[BEGIN]
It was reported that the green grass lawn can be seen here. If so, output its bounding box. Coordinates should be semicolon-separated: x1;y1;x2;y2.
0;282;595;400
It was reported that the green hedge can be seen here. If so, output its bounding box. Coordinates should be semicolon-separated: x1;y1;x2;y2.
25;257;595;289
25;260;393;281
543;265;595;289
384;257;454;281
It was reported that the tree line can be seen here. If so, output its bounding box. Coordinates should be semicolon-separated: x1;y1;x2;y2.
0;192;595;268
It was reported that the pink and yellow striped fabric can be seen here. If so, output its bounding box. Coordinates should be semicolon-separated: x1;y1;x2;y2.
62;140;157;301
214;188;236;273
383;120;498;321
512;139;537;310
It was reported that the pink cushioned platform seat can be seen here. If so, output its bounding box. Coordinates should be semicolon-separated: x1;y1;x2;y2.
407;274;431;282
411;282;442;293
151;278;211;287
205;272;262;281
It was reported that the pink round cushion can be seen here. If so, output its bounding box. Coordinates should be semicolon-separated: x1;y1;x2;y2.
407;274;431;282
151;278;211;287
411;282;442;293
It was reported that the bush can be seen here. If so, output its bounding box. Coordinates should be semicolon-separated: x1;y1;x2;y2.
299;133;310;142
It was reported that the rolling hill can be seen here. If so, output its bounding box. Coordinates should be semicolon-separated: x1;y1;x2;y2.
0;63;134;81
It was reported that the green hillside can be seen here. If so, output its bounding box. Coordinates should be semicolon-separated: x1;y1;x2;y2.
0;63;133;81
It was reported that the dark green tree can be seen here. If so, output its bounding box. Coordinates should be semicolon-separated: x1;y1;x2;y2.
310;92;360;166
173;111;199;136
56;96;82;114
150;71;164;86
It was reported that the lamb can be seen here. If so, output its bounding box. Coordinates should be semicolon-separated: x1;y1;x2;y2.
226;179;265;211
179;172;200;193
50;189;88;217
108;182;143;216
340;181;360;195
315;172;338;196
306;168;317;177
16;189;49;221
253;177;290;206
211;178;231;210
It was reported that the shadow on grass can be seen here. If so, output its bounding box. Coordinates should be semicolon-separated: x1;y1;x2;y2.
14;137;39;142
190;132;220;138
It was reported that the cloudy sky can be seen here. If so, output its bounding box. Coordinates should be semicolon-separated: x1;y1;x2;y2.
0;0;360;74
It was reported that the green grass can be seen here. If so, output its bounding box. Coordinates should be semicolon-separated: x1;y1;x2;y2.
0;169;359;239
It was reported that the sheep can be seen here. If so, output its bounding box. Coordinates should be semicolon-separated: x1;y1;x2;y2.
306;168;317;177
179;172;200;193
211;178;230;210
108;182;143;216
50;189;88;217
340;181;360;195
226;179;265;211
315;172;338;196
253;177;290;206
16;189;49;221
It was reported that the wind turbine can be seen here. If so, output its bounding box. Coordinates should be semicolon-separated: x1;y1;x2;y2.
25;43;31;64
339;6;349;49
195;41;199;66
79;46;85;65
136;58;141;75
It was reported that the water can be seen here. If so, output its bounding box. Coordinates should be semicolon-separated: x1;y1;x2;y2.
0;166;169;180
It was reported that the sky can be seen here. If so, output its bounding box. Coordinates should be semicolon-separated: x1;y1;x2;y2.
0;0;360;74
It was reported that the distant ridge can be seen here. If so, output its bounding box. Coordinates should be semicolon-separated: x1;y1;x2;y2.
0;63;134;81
[END]
--- Problem details ---
How many lines in the records above contain the word "green"? Reply with the number alone.

--- Completed task ---
5